▶ _EXTRACTED INFORMATION_
━━━
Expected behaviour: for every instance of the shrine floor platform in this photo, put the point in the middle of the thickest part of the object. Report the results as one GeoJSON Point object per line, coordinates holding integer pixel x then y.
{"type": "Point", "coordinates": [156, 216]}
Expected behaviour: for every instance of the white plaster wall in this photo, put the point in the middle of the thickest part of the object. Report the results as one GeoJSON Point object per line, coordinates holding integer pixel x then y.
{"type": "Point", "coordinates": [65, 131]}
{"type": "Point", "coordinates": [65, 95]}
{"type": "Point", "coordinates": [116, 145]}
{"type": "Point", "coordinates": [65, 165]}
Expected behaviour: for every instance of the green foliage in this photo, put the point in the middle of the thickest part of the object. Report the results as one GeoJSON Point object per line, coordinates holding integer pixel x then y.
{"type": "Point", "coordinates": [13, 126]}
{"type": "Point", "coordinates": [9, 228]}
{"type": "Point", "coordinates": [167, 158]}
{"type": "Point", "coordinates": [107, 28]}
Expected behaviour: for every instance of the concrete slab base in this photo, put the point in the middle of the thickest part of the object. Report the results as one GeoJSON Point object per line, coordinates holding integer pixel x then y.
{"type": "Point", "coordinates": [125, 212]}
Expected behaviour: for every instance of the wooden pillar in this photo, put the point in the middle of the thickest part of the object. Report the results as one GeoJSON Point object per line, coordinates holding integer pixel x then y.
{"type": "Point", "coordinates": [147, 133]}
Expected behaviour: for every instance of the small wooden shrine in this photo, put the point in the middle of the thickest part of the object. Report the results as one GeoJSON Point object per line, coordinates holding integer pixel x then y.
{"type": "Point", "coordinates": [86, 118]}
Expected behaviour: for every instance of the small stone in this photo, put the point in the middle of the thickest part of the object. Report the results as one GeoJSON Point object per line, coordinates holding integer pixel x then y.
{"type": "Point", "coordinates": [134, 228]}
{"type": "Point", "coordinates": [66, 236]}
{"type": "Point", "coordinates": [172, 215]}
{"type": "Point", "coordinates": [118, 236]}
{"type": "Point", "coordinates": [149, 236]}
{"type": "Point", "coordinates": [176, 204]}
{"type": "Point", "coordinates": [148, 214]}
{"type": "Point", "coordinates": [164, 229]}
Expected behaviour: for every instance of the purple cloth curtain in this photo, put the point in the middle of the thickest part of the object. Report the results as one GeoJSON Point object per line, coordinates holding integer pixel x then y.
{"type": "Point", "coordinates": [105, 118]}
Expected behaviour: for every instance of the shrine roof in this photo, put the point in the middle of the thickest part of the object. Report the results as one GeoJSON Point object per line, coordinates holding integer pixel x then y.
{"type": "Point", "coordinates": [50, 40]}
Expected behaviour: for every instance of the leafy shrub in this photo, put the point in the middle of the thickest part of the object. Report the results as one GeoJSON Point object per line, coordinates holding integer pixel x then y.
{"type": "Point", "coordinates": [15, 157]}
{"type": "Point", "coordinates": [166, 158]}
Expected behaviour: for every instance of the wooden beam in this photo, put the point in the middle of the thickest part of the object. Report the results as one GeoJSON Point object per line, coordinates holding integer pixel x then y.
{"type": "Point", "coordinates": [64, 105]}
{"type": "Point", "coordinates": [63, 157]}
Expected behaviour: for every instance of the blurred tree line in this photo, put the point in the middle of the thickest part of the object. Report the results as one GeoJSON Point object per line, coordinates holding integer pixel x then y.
━━━
▶ _SHORT PROBLEM_
Set down nothing but the lines from the one with "Expected behaviour: for every instance of the shrine roof" through the end of the records, keeping each line exactly as written and including both ends.

▶ _WRITTEN ANSWER_
Expected behaviour: for every instance of the shrine roof in this photo, put the point in the middle of the thickest part of the object. Report the results as one GeoJSON Point object per line, coordinates holding integer pixel x then y.
{"type": "Point", "coordinates": [50, 40]}
Expected behaviour: for every instance of the leafy shrub in this photo, put the point in the middle of the thickest part of the object. Report the results as one GeoJSON Point object per line, coordinates holding integer pixel x then y.
{"type": "Point", "coordinates": [15, 157]}
{"type": "Point", "coordinates": [166, 158]}
Expected behaviour: for every instance of the wooden beam in this photo, put the point in the middle of the thickest part of the object. Report the results as one GeoJSON Point object per line, coordinates holding integer pixel x then y.
{"type": "Point", "coordinates": [64, 105]}
{"type": "Point", "coordinates": [63, 157]}
Expected behaviour: for every instance of the blurred tree line in this photo, put the point in the middle of the thickest part of the object. Report the results as one GeoJSON Point object per line, coordinates holding integer pixel x then y.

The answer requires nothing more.